Hands-on R training: REGACC Workflows V

Overview

The usual workflow consist, with some variations:

  • Find the files with the data

  • Load the data into R and tidy it

  • Do some calculations / charts

  • Produce an output (normally a file)

Common types

  • csv files for later processing and storage

  • excel files

  • html reports with {rmarkdown}

csv files

csv are a convenient storage, it is read and written fast with standard software

library(tidyverse)
tmp<- readxl::read_xlsx(path = "data/df_publication_2023.xlsx",
                        sheet = "data") %>% 
  pivot_longer(cols= where (is.numeric),
               names_to = "time_period",
               values_to = "obs_value") %>% 
  mutate(time_period = as.integer(time_period),
         NUTS = as.factor(NUTS),
         obs_value = as.numeric(obs_value))

Normally we attach a time stamp

data.table::fwrite(tmp,paste0("data/", format(Sys.time(),"%Y-%m-%d"),"_GDP.csv"))

________

- Tasks -
- 1) According to the R workflow training page, what is normally attached when the csv file is written?
- 2) Write the next part of the R workflow training page, continuing after its final line of code.
The data after this point are not needed for anything asked here.

________

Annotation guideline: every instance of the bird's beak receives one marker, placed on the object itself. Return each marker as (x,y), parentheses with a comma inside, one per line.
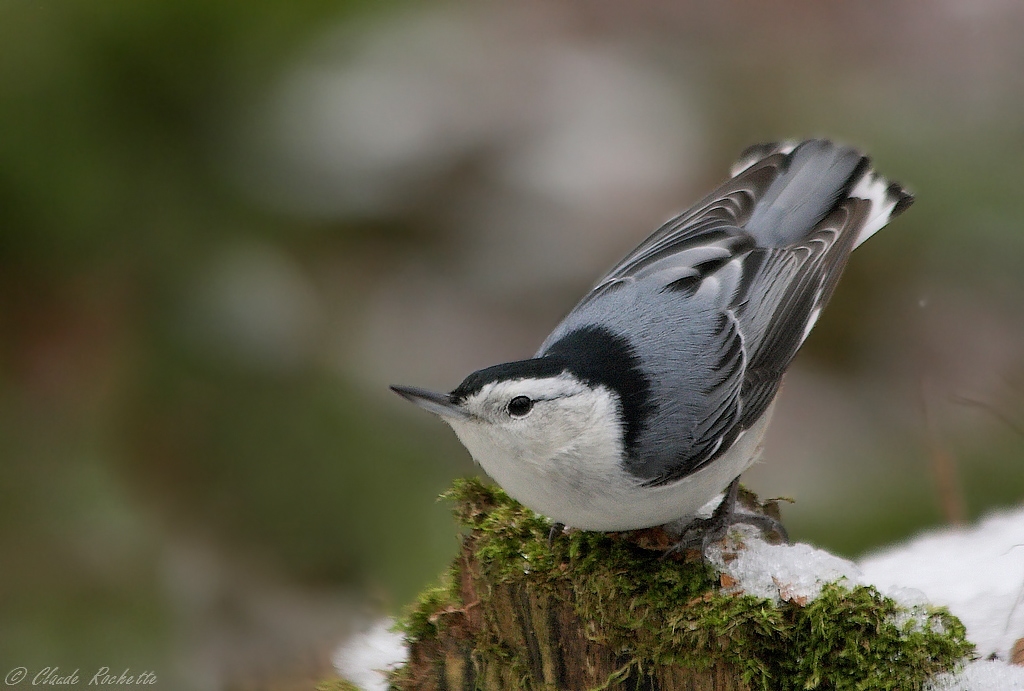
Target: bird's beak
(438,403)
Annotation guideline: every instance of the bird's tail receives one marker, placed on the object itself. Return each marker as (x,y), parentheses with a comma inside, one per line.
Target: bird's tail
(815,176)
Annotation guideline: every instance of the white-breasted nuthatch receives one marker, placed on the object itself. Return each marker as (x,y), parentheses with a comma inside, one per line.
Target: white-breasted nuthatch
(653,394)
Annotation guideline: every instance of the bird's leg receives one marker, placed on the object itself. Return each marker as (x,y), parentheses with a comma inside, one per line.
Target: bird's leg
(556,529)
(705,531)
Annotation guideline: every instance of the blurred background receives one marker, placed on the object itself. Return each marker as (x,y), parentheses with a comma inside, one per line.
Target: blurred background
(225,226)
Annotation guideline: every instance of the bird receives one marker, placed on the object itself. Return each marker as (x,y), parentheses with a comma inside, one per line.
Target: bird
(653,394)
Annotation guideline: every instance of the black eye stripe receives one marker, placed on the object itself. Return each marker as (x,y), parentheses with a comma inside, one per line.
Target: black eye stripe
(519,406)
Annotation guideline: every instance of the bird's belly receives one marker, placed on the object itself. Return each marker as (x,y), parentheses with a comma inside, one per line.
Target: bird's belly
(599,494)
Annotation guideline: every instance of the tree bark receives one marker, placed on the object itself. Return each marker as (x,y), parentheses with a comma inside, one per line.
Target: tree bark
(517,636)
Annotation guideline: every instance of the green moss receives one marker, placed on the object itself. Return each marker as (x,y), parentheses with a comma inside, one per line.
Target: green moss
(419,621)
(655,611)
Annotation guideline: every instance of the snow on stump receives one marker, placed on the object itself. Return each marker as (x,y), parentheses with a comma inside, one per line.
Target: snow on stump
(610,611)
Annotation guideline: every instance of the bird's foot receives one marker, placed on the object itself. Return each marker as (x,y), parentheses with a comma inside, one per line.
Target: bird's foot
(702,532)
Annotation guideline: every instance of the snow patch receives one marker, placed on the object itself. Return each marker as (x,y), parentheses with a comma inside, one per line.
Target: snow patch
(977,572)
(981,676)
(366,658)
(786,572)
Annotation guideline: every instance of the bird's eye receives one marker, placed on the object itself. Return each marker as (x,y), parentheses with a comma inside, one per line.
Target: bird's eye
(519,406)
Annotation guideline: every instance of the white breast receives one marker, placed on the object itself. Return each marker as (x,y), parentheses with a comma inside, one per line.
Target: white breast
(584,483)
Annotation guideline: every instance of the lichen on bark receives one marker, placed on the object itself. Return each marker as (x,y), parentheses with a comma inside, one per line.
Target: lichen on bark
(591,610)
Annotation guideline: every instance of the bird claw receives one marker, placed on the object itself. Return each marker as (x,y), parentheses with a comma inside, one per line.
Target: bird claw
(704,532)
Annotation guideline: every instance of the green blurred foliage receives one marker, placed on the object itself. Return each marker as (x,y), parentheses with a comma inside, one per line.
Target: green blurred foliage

________

- Outputs -
- 1) A time stamp.

- 2)
multiple csv files

In some cases it might be helpful to store the data in individual files. We can create a nested dataframe and use some functional programming.

tmp_n <- tmp %>% group_by(Country) %>% nest() 
walk2(tmp_n$data, 
      tmp_n$Country, 
      ~ data.table::fwrite(.x, 
                           file = paste0("data/",.y, ".csv")))

basic excel file

Some times we just want to get fast a quick output to filter or see something. We could store this function as an R snippet

show_in_excel <- function(.data){
  tmp <- paste0(tempfile(), ".xlsx")
  openxlsx::write.xlsx(.data,tmp, asTable = TRUE)
  browseURL(tmp)
}

Taylored excel file

We could use a template or define exactly were and in which format to show the data (or charts). There are many customatisations possible with {openxlsx}. If I want to show a table and a chart in a worksheet named summary. I would first create a table and a chart:

tmp1<-tmp %>% 
  filter(vintage %in% c("V2023") & time_period >=2019 & Country =="EL" & unit %in% c("PPS_HAB_EU27")) %>% 
  pivot_wider(names_from = time_period,
              values_from =obs_value) %>% 
  select(geo,NUTS,`2019`, `2020`, `2021`)

p<- tmp1 %>% 
  select(geo,NUTS,`2021`) %>% 
  ggplot(aes(x= `2021`, y=reorder(geo,`2021`), fill = NUTS))+
  geom_col()+
  theme_minimal()+
  theme(panel.grid.major.y = element_blank(),
        legend.position = "none")+
  scale_fill_manual(values = c("#0E47CB","#FFCC00"))+
  xlab("")+ ylab("")+
  ggtitle("GDP per capita as % of EU in PPS")

Taylored excel file

library(openxlsx)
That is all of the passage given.